◆ PERINTAH 1
Salin kembali bagian tulisan tentang jaminan fidusia yang dimulai dengan kata-kata "Selasa, 27 April" dan berakhir dengan "Denden Imadudin Soleh.,SH.", lalu tukar "Selasa" dengan "Rabu".
◆ PERINTAH 2
Sebutkan semua bentuk jaminan utang yang disebut dalam tulisan tentang jaminan fidusia.
◆ PERINTAH 3
Lanjutkan tulisan tentang eksekusi jaminan fidusia mulai dari kalimat terakhirnya.

◆ KUTIPAN TEKS

Iklan

Iklan

Iklan

Selasa, 27 April 2010

“PROSES EKSEKUSI TERHADAP BENDA OBJEK PERJANJIAN FIDUSIA YANG BENTUK PERJANJIANNYA BERUPA AKTA DI BAWAH TANGAN MENURUT UNDANG-UNDANG NOMOR 42 TAHUN 19

Oleh : Denden Imadudin Soleh.,SH.


I. latar Belakang

Pembagian benda menurut Kitab Undang-Undang Hukum Perdata dibagi ke dalam 2 (dua) kelompok besar, yaitu benda bergerak dan tidak bergerak/tetap, pembagian itu membawa pengaruh di dalam cara pembebanannya. Sebagaimana diketahui bahwa menurut sistem hukum kita, dan juga hukum di kebanyakan negara-negara Eropa Kontinental, bahwa jika yang menjadi objek jaminan utang adalah benda bergerak, maka jaminannya diikat dalam bentuk gadai. Dalam hal ini, objek gadai tersebut harus diserahkan kepada pihak yang menerima gadai (kreditur). Sebaliknya, jika yang menjadi objek jaminan hutang adalah benda tidak bergerak, maka jaminan tersebut haruslah berbentuk hipotik (sekarang ada hak tanggungan). Dalam hal ini barang objek jaminan tidak diserahkan kepada kreditur, tetapi tetap dalam kekuasaan debitur.. Akan tetapi terdapat kasus-kasus dimana barang objek jaminan hutang masih tergolong barang bergerak, tetapi pihak debitur enggan menyerahkan kekuasaan atas barang tersebut kepada kreditur, sementara pihak kreditur tidak mempunyai kepentingan, bahkan kerepotan jika barang tersebut diserahkan kepadanya. Ada kalanya pihak kreditur dan pihak debitur sama-sama tidak berkeberatan agar diikatkan jaminan hutang berupa gadai atas hutang yang dibuatnya, tetapi barang yang dijaminkan karena sesuatu dan lain hal tidak dapat diserahkan kepemilikannya kepada hak kreditur.
Atas dasar alasan-alasan semacam itulah masyarakat membutuhkan lembaga jaminan yang lain daripada gadai yang disamping memungkinkan peminjam uang untuk tetap menggunakan benda jaminannya, juga memeberikan perlindungan yang kuat kepada kreditur dalam upaya mendapatkan pelunasan piutang dari debitur dikemudian hari. Akhirnya, muncullah bentuk jaminan baru dimana objeknya benda bergerak, tetapi kekuasaan atas benda tersebut tidak beralih dari debitur kepada kreditur. Yaitu Jaminan Fidusia.

◆ Entri tersimpan
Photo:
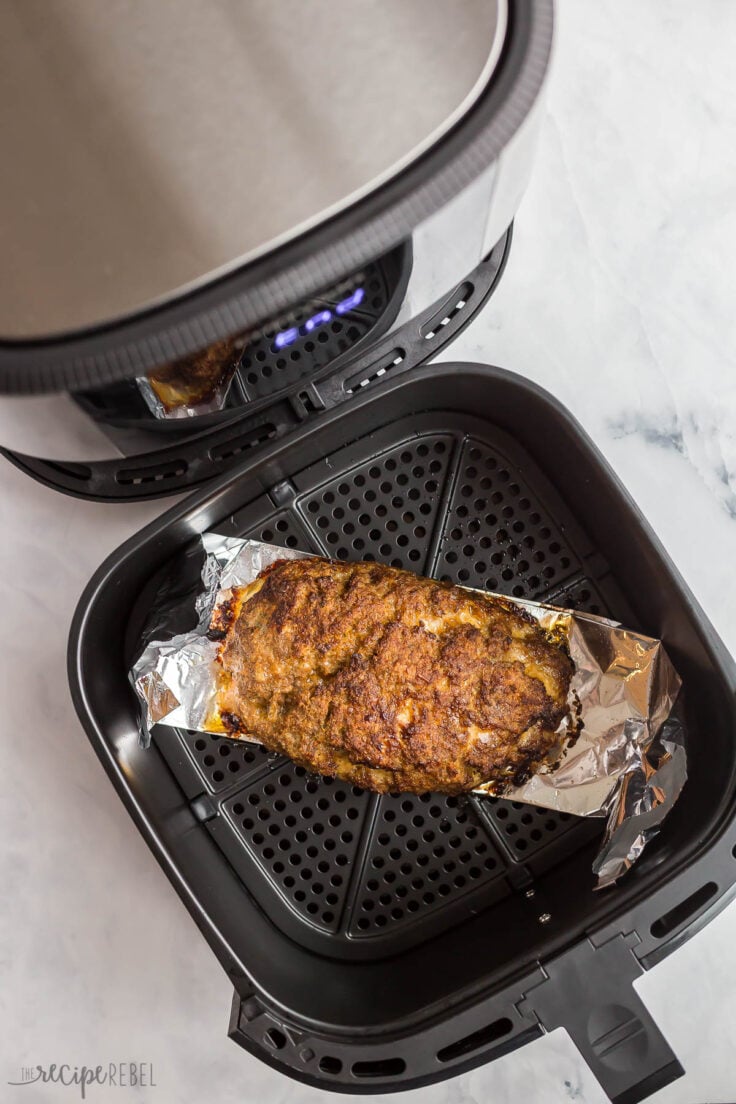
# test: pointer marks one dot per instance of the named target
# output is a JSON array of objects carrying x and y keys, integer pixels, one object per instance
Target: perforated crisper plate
[{"x": 352, "y": 873}]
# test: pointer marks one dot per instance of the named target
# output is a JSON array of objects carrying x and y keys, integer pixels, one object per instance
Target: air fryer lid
[
  {"x": 159, "y": 146},
  {"x": 185, "y": 176}
]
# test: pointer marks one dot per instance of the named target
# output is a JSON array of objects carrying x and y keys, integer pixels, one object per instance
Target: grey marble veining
[{"x": 619, "y": 299}]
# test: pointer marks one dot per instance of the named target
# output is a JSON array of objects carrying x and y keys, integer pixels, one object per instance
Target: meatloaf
[{"x": 388, "y": 680}]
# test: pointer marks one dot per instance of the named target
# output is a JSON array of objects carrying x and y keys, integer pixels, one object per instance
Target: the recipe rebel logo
[{"x": 114, "y": 1074}]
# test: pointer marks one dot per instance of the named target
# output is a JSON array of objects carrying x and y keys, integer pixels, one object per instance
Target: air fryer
[{"x": 208, "y": 210}]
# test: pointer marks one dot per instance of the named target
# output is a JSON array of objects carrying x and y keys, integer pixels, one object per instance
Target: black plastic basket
[{"x": 382, "y": 943}]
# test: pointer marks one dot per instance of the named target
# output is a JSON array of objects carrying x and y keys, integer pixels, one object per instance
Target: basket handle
[{"x": 588, "y": 990}]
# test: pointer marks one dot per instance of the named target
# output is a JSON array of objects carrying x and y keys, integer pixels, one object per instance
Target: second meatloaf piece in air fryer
[{"x": 391, "y": 681}]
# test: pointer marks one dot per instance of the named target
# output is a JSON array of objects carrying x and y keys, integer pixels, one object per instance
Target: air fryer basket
[{"x": 379, "y": 943}]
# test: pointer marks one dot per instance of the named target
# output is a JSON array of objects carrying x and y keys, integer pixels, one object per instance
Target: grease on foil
[{"x": 621, "y": 754}]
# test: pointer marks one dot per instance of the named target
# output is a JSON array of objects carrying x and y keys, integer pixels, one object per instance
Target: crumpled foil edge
[{"x": 628, "y": 762}]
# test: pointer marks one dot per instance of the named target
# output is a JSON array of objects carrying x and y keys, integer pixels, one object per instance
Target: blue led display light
[{"x": 288, "y": 337}]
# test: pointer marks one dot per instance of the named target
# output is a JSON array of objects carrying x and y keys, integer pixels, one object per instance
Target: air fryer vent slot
[{"x": 374, "y": 371}]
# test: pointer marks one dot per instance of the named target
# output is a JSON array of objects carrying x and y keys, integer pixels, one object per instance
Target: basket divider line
[
  {"x": 361, "y": 855},
  {"x": 446, "y": 498}
]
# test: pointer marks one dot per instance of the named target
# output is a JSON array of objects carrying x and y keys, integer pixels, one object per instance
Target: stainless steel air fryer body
[{"x": 304, "y": 176}]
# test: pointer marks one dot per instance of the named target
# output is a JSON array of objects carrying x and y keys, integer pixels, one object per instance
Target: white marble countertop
[{"x": 619, "y": 298}]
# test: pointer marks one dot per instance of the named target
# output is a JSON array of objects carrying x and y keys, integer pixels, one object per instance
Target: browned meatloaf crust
[{"x": 391, "y": 681}]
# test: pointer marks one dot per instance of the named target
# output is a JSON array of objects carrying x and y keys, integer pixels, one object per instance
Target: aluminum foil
[{"x": 621, "y": 751}]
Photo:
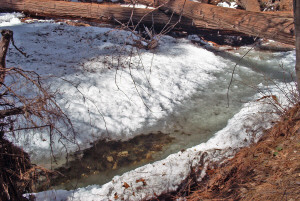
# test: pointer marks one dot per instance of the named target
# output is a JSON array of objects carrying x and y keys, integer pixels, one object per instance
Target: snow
[
  {"x": 166, "y": 175},
  {"x": 125, "y": 95},
  {"x": 10, "y": 19},
  {"x": 118, "y": 103}
]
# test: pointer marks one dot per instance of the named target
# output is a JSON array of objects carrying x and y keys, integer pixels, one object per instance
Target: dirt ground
[{"x": 267, "y": 170}]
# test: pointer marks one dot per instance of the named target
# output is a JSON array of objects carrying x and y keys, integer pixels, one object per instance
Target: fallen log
[
  {"x": 272, "y": 26},
  {"x": 106, "y": 13},
  {"x": 250, "y": 5},
  {"x": 100, "y": 12},
  {"x": 276, "y": 27}
]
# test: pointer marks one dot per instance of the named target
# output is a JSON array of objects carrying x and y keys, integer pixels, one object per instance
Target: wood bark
[
  {"x": 4, "y": 43},
  {"x": 11, "y": 112},
  {"x": 276, "y": 27},
  {"x": 99, "y": 12},
  {"x": 297, "y": 31},
  {"x": 250, "y": 5},
  {"x": 272, "y": 26}
]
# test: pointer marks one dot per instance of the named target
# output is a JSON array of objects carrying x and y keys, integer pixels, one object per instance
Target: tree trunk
[
  {"x": 297, "y": 31},
  {"x": 250, "y": 5},
  {"x": 276, "y": 27},
  {"x": 4, "y": 43}
]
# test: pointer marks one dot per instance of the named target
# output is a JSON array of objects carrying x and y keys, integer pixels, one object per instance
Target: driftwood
[
  {"x": 250, "y": 5},
  {"x": 272, "y": 26}
]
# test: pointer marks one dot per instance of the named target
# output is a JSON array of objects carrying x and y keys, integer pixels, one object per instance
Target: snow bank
[
  {"x": 106, "y": 93},
  {"x": 10, "y": 19},
  {"x": 166, "y": 175}
]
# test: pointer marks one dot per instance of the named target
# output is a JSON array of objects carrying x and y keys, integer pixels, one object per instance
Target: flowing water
[{"x": 193, "y": 122}]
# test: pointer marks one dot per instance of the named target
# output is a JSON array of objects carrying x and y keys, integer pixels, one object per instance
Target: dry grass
[{"x": 267, "y": 170}]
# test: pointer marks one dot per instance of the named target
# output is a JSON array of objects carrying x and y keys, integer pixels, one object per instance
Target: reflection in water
[
  {"x": 192, "y": 122},
  {"x": 88, "y": 166}
]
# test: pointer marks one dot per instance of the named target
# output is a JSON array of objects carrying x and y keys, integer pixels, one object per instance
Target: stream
[{"x": 193, "y": 122}]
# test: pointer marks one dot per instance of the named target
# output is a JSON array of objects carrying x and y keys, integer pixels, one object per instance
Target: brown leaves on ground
[{"x": 268, "y": 170}]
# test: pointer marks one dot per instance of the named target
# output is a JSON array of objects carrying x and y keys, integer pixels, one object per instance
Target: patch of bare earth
[{"x": 267, "y": 170}]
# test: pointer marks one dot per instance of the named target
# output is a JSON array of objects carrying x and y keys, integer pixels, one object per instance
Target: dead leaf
[
  {"x": 126, "y": 185},
  {"x": 116, "y": 196}
]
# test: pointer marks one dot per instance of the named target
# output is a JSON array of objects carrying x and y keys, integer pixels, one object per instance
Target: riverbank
[{"x": 267, "y": 170}]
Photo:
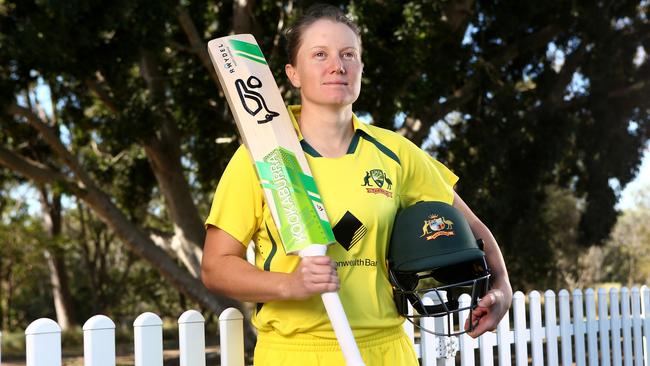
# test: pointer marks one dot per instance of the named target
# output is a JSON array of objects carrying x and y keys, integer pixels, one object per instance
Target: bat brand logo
[
  {"x": 225, "y": 55},
  {"x": 253, "y": 101},
  {"x": 435, "y": 226},
  {"x": 379, "y": 178}
]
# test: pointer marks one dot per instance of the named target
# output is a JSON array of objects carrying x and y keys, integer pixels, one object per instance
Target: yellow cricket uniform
[{"x": 362, "y": 191}]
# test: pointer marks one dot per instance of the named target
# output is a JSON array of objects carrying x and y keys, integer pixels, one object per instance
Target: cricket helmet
[{"x": 433, "y": 252}]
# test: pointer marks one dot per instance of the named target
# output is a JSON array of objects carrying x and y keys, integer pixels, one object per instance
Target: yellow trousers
[{"x": 387, "y": 348}]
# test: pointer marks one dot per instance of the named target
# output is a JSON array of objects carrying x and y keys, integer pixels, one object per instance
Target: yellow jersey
[{"x": 362, "y": 191}]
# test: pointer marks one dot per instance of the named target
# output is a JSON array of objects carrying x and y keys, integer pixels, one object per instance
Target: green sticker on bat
[{"x": 296, "y": 201}]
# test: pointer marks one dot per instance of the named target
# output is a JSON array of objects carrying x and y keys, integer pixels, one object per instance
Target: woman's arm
[
  {"x": 224, "y": 270},
  {"x": 496, "y": 302}
]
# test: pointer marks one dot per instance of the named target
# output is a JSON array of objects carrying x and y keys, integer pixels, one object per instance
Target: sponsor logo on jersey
[
  {"x": 435, "y": 226},
  {"x": 377, "y": 182}
]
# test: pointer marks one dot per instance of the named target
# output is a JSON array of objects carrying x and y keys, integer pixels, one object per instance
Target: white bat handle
[{"x": 337, "y": 316}]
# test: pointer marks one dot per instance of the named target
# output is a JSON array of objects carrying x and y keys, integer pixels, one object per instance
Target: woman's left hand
[{"x": 488, "y": 312}]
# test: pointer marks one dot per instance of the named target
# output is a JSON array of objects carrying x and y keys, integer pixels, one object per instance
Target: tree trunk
[
  {"x": 243, "y": 20},
  {"x": 63, "y": 304},
  {"x": 164, "y": 153}
]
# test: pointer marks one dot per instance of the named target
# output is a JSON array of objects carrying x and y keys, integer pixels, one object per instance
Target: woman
[{"x": 365, "y": 175}]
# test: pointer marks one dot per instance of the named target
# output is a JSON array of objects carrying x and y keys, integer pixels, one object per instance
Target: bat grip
[{"x": 337, "y": 316}]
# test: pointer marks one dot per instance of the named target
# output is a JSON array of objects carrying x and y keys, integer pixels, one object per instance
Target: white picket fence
[{"x": 603, "y": 328}]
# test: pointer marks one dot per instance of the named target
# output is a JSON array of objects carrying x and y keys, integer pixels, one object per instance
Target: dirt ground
[{"x": 170, "y": 357}]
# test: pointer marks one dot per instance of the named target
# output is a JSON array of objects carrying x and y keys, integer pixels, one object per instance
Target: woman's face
[{"x": 328, "y": 65}]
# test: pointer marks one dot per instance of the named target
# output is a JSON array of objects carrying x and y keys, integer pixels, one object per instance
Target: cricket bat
[{"x": 289, "y": 188}]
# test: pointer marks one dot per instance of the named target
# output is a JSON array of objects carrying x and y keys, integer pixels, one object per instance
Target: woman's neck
[{"x": 328, "y": 130}]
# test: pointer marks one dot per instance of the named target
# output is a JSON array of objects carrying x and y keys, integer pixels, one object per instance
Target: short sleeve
[
  {"x": 424, "y": 178},
  {"x": 237, "y": 205}
]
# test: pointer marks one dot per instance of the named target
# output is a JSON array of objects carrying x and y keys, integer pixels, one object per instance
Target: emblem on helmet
[{"x": 435, "y": 226}]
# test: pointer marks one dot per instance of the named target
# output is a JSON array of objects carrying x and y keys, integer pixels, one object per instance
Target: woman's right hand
[{"x": 314, "y": 275}]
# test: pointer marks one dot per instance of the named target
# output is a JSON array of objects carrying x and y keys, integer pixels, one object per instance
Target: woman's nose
[{"x": 337, "y": 66}]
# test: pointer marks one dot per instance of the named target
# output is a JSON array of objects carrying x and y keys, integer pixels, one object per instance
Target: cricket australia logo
[
  {"x": 253, "y": 101},
  {"x": 380, "y": 179},
  {"x": 436, "y": 226}
]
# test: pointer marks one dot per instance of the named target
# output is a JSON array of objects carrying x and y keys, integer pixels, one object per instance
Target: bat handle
[{"x": 337, "y": 316}]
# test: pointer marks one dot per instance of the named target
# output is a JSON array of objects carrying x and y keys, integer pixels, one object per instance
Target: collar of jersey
[{"x": 359, "y": 128}]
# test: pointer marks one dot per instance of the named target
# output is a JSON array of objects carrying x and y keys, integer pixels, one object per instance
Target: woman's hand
[
  {"x": 486, "y": 316},
  {"x": 314, "y": 275}
]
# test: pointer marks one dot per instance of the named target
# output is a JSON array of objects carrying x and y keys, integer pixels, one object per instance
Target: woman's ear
[{"x": 292, "y": 74}]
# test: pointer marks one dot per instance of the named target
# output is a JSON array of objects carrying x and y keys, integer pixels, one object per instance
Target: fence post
[
  {"x": 191, "y": 338},
  {"x": 579, "y": 327},
  {"x": 521, "y": 336},
  {"x": 504, "y": 340},
  {"x": 636, "y": 327},
  {"x": 627, "y": 326},
  {"x": 231, "y": 337},
  {"x": 603, "y": 325},
  {"x": 467, "y": 343},
  {"x": 645, "y": 295},
  {"x": 550, "y": 319},
  {"x": 592, "y": 327},
  {"x": 536, "y": 334},
  {"x": 565, "y": 327},
  {"x": 99, "y": 341},
  {"x": 148, "y": 340},
  {"x": 43, "y": 343},
  {"x": 616, "y": 327}
]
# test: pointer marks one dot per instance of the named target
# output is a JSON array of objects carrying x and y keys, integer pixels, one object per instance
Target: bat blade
[{"x": 268, "y": 133}]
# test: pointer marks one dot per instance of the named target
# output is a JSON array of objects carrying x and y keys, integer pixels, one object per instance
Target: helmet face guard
[{"x": 434, "y": 255}]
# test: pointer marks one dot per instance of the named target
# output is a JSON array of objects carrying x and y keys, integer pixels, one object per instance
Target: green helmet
[{"x": 432, "y": 249}]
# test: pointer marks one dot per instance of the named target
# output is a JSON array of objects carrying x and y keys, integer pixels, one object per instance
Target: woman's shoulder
[{"x": 391, "y": 138}]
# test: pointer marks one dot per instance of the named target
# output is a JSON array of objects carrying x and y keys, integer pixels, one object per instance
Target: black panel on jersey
[{"x": 349, "y": 230}]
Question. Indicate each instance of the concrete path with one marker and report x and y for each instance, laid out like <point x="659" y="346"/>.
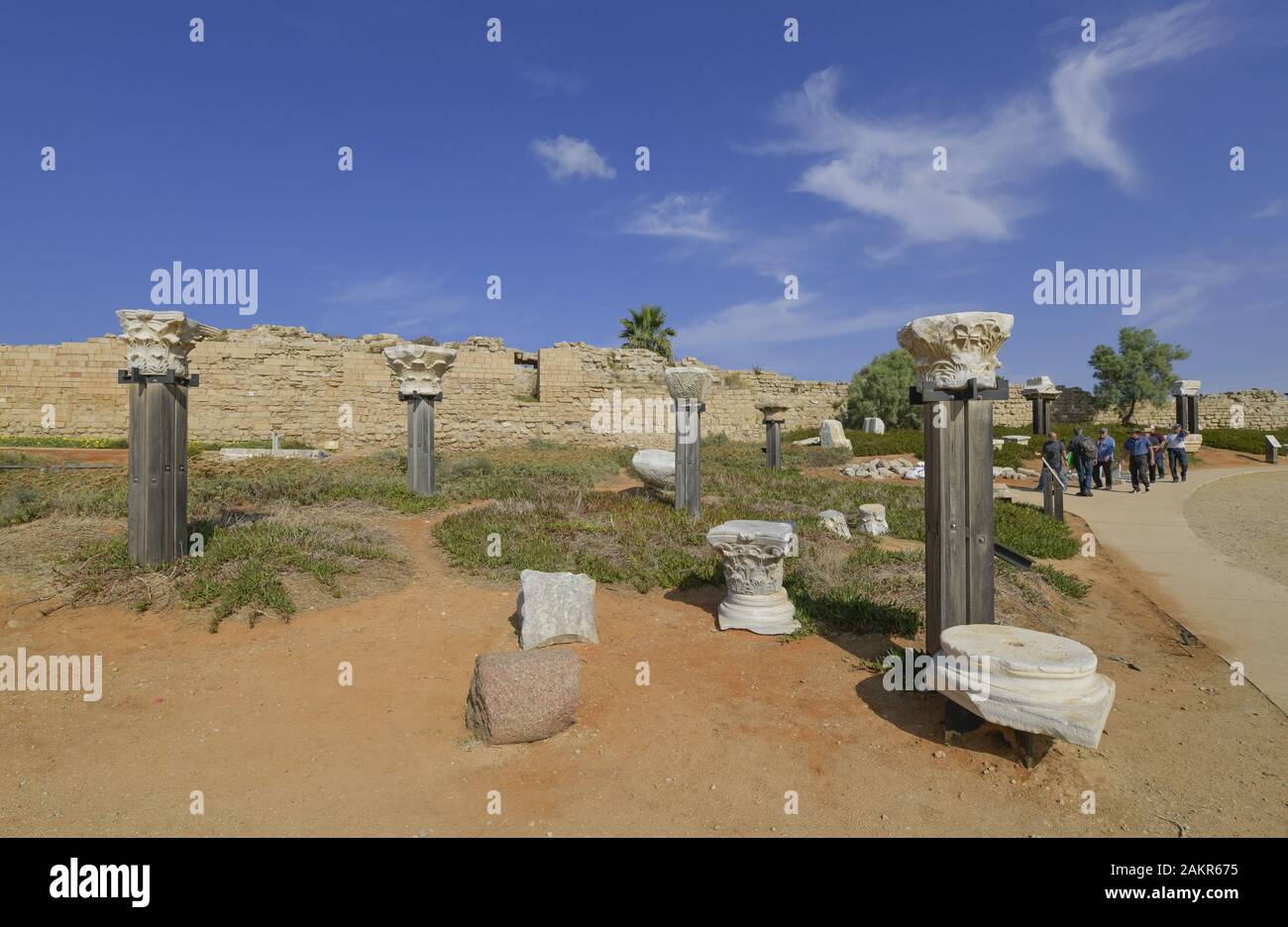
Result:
<point x="1240" y="614"/>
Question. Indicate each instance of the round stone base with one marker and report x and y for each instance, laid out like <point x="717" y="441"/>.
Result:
<point x="772" y="613"/>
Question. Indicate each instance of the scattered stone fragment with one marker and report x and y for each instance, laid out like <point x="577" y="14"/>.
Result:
<point x="655" y="467"/>
<point x="523" y="696"/>
<point x="872" y="519"/>
<point x="831" y="434"/>
<point x="557" y="608"/>
<point x="835" y="523"/>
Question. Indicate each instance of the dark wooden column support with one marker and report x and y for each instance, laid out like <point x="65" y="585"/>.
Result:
<point x="688" y="455"/>
<point x="420" y="442"/>
<point x="158" y="496"/>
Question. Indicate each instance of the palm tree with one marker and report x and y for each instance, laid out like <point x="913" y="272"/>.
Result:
<point x="647" y="329"/>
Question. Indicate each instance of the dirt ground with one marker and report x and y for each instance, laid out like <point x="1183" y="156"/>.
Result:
<point x="729" y="722"/>
<point x="1245" y="518"/>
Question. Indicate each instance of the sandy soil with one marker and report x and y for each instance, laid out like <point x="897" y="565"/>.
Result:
<point x="1245" y="518"/>
<point x="256" y="719"/>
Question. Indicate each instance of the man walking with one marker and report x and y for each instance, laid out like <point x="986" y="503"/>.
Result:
<point x="1052" y="458"/>
<point x="1155" y="455"/>
<point x="1106" y="449"/>
<point x="1137" y="456"/>
<point x="1083" y="459"/>
<point x="1176" y="458"/>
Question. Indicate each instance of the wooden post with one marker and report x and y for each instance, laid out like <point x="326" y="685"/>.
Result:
<point x="688" y="455"/>
<point x="774" y="443"/>
<point x="958" y="515"/>
<point x="420" y="443"/>
<point x="156" y="372"/>
<point x="158" y="496"/>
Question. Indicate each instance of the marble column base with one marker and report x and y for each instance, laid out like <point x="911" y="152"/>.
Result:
<point x="772" y="613"/>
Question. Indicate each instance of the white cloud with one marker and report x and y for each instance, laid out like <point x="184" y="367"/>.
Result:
<point x="567" y="157"/>
<point x="781" y="322"/>
<point x="679" y="217"/>
<point x="549" y="81"/>
<point x="1081" y="84"/>
<point x="884" y="167"/>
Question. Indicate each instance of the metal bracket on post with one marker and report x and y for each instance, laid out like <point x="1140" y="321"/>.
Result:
<point x="133" y="376"/>
<point x="970" y="391"/>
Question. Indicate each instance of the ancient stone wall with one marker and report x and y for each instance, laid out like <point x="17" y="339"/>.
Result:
<point x="321" y="389"/>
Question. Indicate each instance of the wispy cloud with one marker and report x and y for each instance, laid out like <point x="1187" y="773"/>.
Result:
<point x="400" y="300"/>
<point x="548" y="81"/>
<point x="1081" y="84"/>
<point x="679" y="215"/>
<point x="1273" y="210"/>
<point x="781" y="322"/>
<point x="568" y="157"/>
<point x="885" y="167"/>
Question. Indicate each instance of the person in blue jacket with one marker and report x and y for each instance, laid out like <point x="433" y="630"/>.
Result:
<point x="1106" y="449"/>
<point x="1137" y="455"/>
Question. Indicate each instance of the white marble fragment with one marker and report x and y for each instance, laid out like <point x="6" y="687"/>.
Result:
<point x="835" y="523"/>
<point x="754" y="555"/>
<point x="872" y="519"/>
<point x="1035" y="681"/>
<point x="655" y="467"/>
<point x="557" y="608"/>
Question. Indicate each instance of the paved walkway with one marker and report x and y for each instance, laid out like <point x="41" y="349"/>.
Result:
<point x="1240" y="614"/>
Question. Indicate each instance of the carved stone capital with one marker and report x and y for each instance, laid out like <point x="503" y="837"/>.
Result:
<point x="419" y="368"/>
<point x="688" y="382"/>
<point x="1039" y="386"/>
<point x="949" y="351"/>
<point x="754" y="555"/>
<point x="158" y="343"/>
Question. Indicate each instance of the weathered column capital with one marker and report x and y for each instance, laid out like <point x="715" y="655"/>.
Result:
<point x="1039" y="386"/>
<point x="688" y="382"/>
<point x="949" y="351"/>
<point x="420" y="368"/>
<point x="158" y="343"/>
<point x="754" y="555"/>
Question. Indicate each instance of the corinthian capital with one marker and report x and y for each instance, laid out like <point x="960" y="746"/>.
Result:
<point x="688" y="382"/>
<point x="420" y="368"/>
<point x="949" y="351"/>
<point x="158" y="343"/>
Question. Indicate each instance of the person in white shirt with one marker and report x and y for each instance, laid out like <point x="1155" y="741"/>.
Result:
<point x="1176" y="452"/>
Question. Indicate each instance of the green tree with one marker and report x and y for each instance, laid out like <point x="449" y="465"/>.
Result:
<point x="1138" y="372"/>
<point x="645" y="327"/>
<point x="881" y="390"/>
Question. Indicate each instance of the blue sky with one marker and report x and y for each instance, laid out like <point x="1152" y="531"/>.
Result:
<point x="768" y="157"/>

◆ HASIL LATIHAN 1
Rabu, 27 April 2010

“PROSES EKSEKUSI TERHADAP BENDA OBJEK PERJANJIAN FIDUSIA YANG BENTUK PERJANJIANNYA BERUPA AKTA DI BAWAH TANGAN MENURUT UNDANG-UNDANG NOMOR 42 TAHUN 19

Oleh : Denden Imadudin Soleh.,SH.

◆ HASIL LATIHAN 2
Bentuk jaminan utang yang disebut adalah gadai, hipotik, hak tanggungan, dan Jaminan Fidusia.

◆ HASIL LATIHAN 3
Istilah Jaminan fidusia mempunyai pengertian yang berbeda dengan istilah fidusia. Menurut Pasal 1 angka 1 Undang-Undang No 42 Tahun 1999 Tentang Jaminan Fidusia.menjelaskan bahwa,
Fidusia adalah pengalihan hak kepemilikan suatu benda atas dasar kepercayaan dengan ketentun bahwa benda yang hak kepemilikannya dialihkan tersebut tetap dalam penguasaan pemilik benda.

Sedangkan dalam Pasal 1 angka 2 Undng-Undang No 42 Tahun 1999 Tentang Jaminan Fidusia.menjelaskan bahwa,
Jaminan Fidusia adalah hak jaminan atas benda bergerak baik yang berwujud maupun yang tidak berwujud dan benda tidak bergerk khususnya bangunan yang tidak dapat dibebani hak tanggungan sebagaimana dimaksud dalam Undang-Undang No.4 tahun 1996 tentang Hak Tanggungan yang tetap berada dalam penguasaan pemberi fidusia sebagai agunan bagi pelunasan utang tertentu, yang memberikan kedudukan yang diutamakan kepada penerima fidusia terhadap kreditur lainnya.

Pengertian jaminan fidusia di atas dengan jelas menggambarkan, bahwa jaminan fidusia merupakan hak kebendaan yang bersifat memberi jaminan pelunasan (pembayaran) utang debitur kepada kreditur. Tetapi untuk menjamin kepastian hukum bagi kreditur maka dibuat akta yang dibuat oleh notaris dan didaftarkan ke Kantor Pendaftaran Fidusia.. Nanti kreditur akan memperoleh sertifikat jaminan fidusia yang di dalamnya dicantumkan kata-kata “Demi Keadilan Berdasarkan Ketuhanan Yang Maha Esa”. Dengan demikian, memiliki kekuatan hak eksekutorial langsung apabila debitor melakukan pelanggaran perjanjian fidusia kepada kreditor (parate eksekusi), sesuai UU No. 42 Tahun 1999 Tentang Jaminan Fidusia.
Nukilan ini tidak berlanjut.